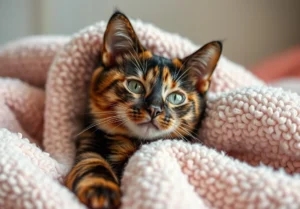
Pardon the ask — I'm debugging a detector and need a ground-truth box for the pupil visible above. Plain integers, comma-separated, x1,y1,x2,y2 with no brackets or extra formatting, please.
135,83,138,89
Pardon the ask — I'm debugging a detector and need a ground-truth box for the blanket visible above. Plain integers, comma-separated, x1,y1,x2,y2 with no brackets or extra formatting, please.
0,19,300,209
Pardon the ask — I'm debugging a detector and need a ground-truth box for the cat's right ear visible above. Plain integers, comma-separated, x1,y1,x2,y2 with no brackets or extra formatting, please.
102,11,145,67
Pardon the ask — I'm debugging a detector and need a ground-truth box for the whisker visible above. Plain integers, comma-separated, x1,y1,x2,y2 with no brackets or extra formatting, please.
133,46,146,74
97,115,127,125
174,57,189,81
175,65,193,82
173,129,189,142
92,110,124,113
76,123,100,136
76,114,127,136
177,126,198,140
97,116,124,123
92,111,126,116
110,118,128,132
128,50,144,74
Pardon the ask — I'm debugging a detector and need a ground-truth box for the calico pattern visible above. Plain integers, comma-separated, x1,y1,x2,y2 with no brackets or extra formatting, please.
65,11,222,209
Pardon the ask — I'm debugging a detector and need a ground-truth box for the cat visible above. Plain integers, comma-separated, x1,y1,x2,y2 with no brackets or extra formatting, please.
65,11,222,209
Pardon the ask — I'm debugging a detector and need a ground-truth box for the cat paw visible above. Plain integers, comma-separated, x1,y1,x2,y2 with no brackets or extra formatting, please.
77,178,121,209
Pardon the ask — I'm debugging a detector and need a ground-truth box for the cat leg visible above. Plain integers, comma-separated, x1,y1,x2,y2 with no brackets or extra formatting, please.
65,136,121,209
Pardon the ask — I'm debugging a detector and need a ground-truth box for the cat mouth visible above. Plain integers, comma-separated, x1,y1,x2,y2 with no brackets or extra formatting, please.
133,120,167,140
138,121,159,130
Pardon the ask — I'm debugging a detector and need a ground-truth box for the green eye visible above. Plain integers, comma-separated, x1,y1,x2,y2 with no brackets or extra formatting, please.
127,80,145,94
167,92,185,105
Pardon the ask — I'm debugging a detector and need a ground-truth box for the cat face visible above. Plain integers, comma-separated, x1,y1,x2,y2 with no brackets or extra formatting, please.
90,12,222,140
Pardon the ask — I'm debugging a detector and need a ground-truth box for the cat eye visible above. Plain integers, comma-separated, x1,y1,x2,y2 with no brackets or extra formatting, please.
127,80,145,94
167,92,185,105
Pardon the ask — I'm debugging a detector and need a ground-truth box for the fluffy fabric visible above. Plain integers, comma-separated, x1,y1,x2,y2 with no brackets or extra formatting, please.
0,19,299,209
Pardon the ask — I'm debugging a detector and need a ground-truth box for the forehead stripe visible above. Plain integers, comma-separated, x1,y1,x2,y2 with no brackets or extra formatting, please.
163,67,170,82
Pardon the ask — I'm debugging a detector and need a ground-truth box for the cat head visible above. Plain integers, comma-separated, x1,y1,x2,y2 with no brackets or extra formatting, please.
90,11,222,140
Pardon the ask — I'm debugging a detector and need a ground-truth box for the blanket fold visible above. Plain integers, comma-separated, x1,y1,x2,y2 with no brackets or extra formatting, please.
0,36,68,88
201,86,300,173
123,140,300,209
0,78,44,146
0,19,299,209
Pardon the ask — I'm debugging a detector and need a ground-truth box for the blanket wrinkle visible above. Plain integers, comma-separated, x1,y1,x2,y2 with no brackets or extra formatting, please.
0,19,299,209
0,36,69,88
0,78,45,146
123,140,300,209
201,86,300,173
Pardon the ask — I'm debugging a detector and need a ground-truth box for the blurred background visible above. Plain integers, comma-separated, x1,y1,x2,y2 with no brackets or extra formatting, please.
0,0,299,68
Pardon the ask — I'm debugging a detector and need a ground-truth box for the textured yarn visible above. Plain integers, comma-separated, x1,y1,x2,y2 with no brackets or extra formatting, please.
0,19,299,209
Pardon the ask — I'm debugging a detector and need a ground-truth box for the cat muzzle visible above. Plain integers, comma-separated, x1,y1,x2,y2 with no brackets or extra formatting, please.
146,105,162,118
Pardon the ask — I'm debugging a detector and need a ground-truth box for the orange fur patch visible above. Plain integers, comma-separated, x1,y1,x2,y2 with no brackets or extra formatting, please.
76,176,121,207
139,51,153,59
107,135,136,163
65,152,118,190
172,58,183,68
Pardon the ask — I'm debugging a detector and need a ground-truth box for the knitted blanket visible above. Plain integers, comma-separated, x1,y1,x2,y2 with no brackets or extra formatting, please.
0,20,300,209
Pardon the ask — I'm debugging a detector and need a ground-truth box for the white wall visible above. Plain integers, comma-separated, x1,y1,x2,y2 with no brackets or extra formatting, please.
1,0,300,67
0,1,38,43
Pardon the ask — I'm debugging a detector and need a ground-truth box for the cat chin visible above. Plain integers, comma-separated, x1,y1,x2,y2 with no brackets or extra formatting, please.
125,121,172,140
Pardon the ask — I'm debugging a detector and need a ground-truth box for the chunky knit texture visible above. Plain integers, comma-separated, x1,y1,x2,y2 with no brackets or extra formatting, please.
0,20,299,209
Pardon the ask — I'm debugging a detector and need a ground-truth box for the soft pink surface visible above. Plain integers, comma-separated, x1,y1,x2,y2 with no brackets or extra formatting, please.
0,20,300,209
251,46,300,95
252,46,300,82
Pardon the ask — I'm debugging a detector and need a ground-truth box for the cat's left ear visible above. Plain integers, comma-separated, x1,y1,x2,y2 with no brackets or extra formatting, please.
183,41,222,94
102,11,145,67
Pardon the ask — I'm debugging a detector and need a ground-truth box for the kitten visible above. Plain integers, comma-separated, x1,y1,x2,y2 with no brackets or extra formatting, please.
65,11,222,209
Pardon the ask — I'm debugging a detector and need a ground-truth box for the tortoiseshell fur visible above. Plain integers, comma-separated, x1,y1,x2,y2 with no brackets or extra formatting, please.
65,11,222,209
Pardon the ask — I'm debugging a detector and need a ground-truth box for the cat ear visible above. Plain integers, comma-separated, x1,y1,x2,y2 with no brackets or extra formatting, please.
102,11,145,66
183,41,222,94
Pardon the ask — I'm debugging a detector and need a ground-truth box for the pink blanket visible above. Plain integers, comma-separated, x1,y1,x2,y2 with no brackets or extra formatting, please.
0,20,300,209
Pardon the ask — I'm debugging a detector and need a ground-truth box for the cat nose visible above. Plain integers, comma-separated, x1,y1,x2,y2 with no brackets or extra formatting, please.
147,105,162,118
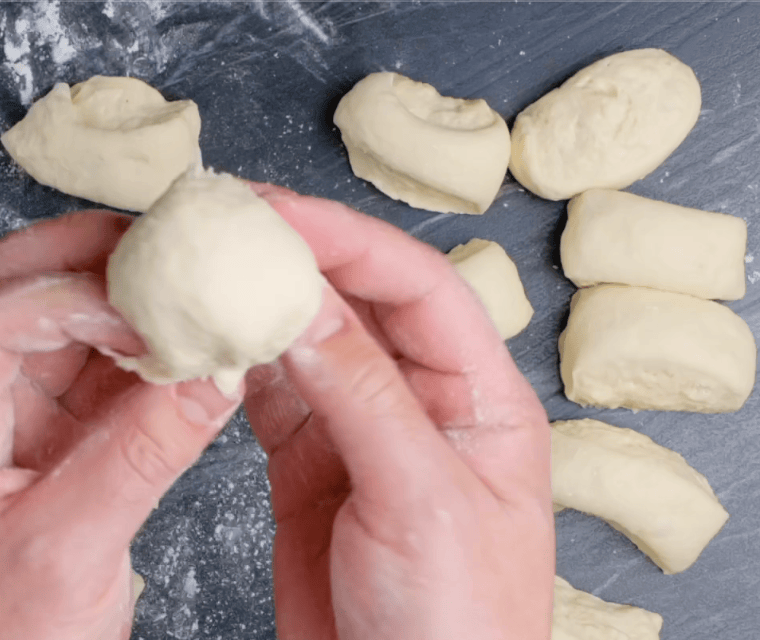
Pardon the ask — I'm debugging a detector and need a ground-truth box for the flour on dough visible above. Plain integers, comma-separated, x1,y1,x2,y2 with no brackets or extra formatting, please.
++++++++++++++++++++
What is needed is an exact repetition of every entry, without the pictures.

Pardon the ask — I'm debugging a detector and need a ground-truth box for the pupil visible above. Plain integers, comma-separated, x1,y1,x2,y2 with no brackets or extra formatting, please.
135,83,138,89
Pardon the ask — I'm debugging a detector and need a ground-truth box for the blanket visible above. Plain integers, comma-separated, x1,y1,x2,y2 with no brackets or extra formatting, please.
0,19,300,209
Pardon the ask — I'm debugging a detector and need a ground-truth box for the cat's right ear visible above. Plain integers, comma-separated, x1,y1,x2,y2 with no brackets or extra formatting, please.
102,11,145,67
Pardon the ask — I'm debugging a detector and need a ground-truth box for the whisker visible above. Plain integers, comma-separated, x1,y1,x2,y2 with no brackets or extra formatting, please.
133,46,146,74
97,115,127,125
174,57,189,81
175,65,193,82
173,129,189,142
92,110,124,113
76,123,100,136
76,114,127,136
177,126,198,140
97,116,124,123
92,111,126,116
110,118,128,132
128,50,144,74
Pardon the ask — I'm debugging a detector and need a ground-truth box for the calico pattern visible above. Plain integers, comma-separated, x1,y1,x2,y2 with no brackets or extra formatting, please.
65,11,222,209
Pardon the ask — I'm debugging a detector and need a ground-truth box for the cat visible above. Plain integers, comma-separated, x1,y1,x2,y2 with no brackets or extra formatting, please.
65,11,222,209
Pardon the ask — I'm debugging a detector and need a ground-truth box for the cat paw visible above. Plain integers, comma-separated, x1,y1,x2,y2 with no brackets or extra formatting, please.
77,178,121,209
Pardon the ask — I'm debugging a detector and need a ground-truth box for the cat leg visible above. Plain integers, comma-separated, x1,y1,x2,y2 with no brackets or extra formatting, please.
65,136,121,209
Pardon the ask — I'm debugging a detector and need a ground-truth box for the cat mouth visible above. Plain integers, comma-separated, x1,y1,x2,y2 with no brackets or extra formatting, please.
133,120,167,140
138,121,159,130
Pardon the ask — I'm debugging a detector and need a ground-truth box for the green eye visible above. Plain integers, comma-separated, x1,y1,x2,y2 with no brackets or extra formatting, please.
127,80,145,94
167,92,185,105
Pardon the ask — I'm debugging a detector and need a ground-truth box for the cat face visible above. Plain integers, comma-separated, x1,y1,x2,y2 with no brackets or extra formatting, please.
90,12,222,140
Pardon the ask — I'm debugging a detector and need a ground-truth box for the cat eye visible above. Plain integers, comma-separated, x1,y1,x2,y2 with no brackets or extra formatting, please.
127,80,145,94
167,92,185,105
Pardon the ask — I'm debugging a detector and need a ground-truth box for the fluffy fabric visible above. Plain integers, comma-separated, x1,y1,x2,y2 with no brackets or extra formatting, please.
0,19,299,209
Pardon the ask — I'm debugging a detector and need a ground-truth box for the forehead stripe visible above. Plain integers, comma-separated, x1,y1,x2,y2 with no brackets or extra formatting, please.
163,67,170,82
Pardon the ask — I'm debugging a detector and need a ground-truth box for the cat head visible above. Plain integers, comma-separated, x1,y1,x2,y2 with no brackets or extra formatting, please.
90,11,222,140
Pardon the ask — I'm debugging a detector and need a ground-truth box for the blanket fold visible above. Plain integers, comma-separated, x1,y1,x2,y2 with no brackets or extra formatting, please.
0,36,68,88
201,86,300,173
123,140,300,209
0,78,44,146
0,19,299,209
Pardon the ask — I'm debugging a detector and need a ground-truth box for the blanket wrinkle visible above. Plain integers, comma-separated, x1,y1,x2,y2 with no brackets or extra formatting, please.
0,19,299,209
0,36,69,88
0,78,45,146
123,140,300,209
201,86,300,173
Pardon the ask — I'm debugging a detector and need a ground-truth box for the blurred background visible above. Plain integers, comma-separated, x1,y1,x2,y2 with no brackets or extra formatting, please.
0,0,299,68
Pardon the ask — I'm debugging a detector and need a ground-truth box for the textured yarn visible above. Plain integers, comma-separated, x1,y1,x2,y2 with no brackets or extra formatting, please.
0,19,299,209
Pardon the ask — I'm debugging a detector and need a ground-truth box for the cat muzzle visible above. Plain integers, comma-separated, x1,y1,x2,y2 with no brackets or extra formatting, please.
146,105,162,118
Pardon the ask — I'm debugging a detector and need a ground-truth box for the orange fur patch visible above. Plain integers, comma-separated, x1,y1,x2,y2 with no brackets or extra formatting, please.
76,176,121,207
139,51,153,59
107,135,136,163
65,152,118,190
172,58,183,68
Pardon the ask — I'm debugging a detector and need a ground-truth box for the knitted blanket visible above. Plain integers, comma-separated, x1,y1,x2,y2 with no brackets or extra formatting, please.
0,20,300,209
Pardon the ask — I'm debugging a detector and need a ground-truth box for the white wall visible above. Plain integers, comma-separated, x1,y1,x2,y2 with no brackets or extra formatting, please.
1,0,300,67
0,1,38,43
Pardon the ask — I'm debugging a detector and need a ground-truth box for the cat chin visible above. Plain integers, comma-separated, x1,y1,x2,y2 with no brackets or extra formatting, please.
125,121,172,140
Pardon the ask — I'm debugging a detector and need a ground-truth box for the chunky knit texture visible above. Plain integers, comma-separated, x1,y1,x2,y2 with no brackets or extra formatting, please.
0,20,299,209
Pardon the ask — I'm debugging a detector and need a ground-truth box for the soft pink surface visible above. Plain integers, comma-separated, x1,y1,x2,y2 with no brackets or extra formatting, please.
0,20,300,209
251,46,300,95
252,46,300,82
Pardon the ask — I'm debugging a detector and need a ground-truth box for the cat's left ear visible above. Plain integers, comma-separated, x1,y1,x2,y2 with no brackets or extra formatting, please.
183,41,222,94
102,11,145,67
Pardon the ask — I'm debugging a detector and need a ground-truth box for the kitten visible above. Plain integers, comma-separated, x1,y1,x2,y2 with no brackets or extra formatting, please.
65,11,222,209
Pardon the ask — I'm debugging a detector and need a ground-truth box for the tortoiseshell fur visible above. Plain integers, comma-separated, x1,y1,x2,y2 with no brackets or extra formatting, please.
65,11,222,209
Pardon the ask — I'm debugging a detector and need a ground-truth box for the cat ear visible above. Plain integers, comma-separated, x1,y1,x2,y2 with no brackets or extra formatting, please.
102,11,145,66
183,41,222,94
Pardon the ask — I'm debugging a detector and need a ground-truth box for the pink blanket visible above. Plain integers, comma-separated, x1,y1,x2,y2 with no brackets or extra formatting, please.
0,20,300,209
Pardon the ask — I'm debugging a detector and need a ground-truth box for the cat nose visible above. Plain integers, comma-separated, x1,y1,x2,y2 with no brackets or extra formatting, please.
147,105,162,118
Pardon the ask — I'm debugging a detector and need a ground-truth box for the flour on dough visible above. Plain integers, comma-separated, x1,y1,x2,y2 with no brackets or extra formatting, please.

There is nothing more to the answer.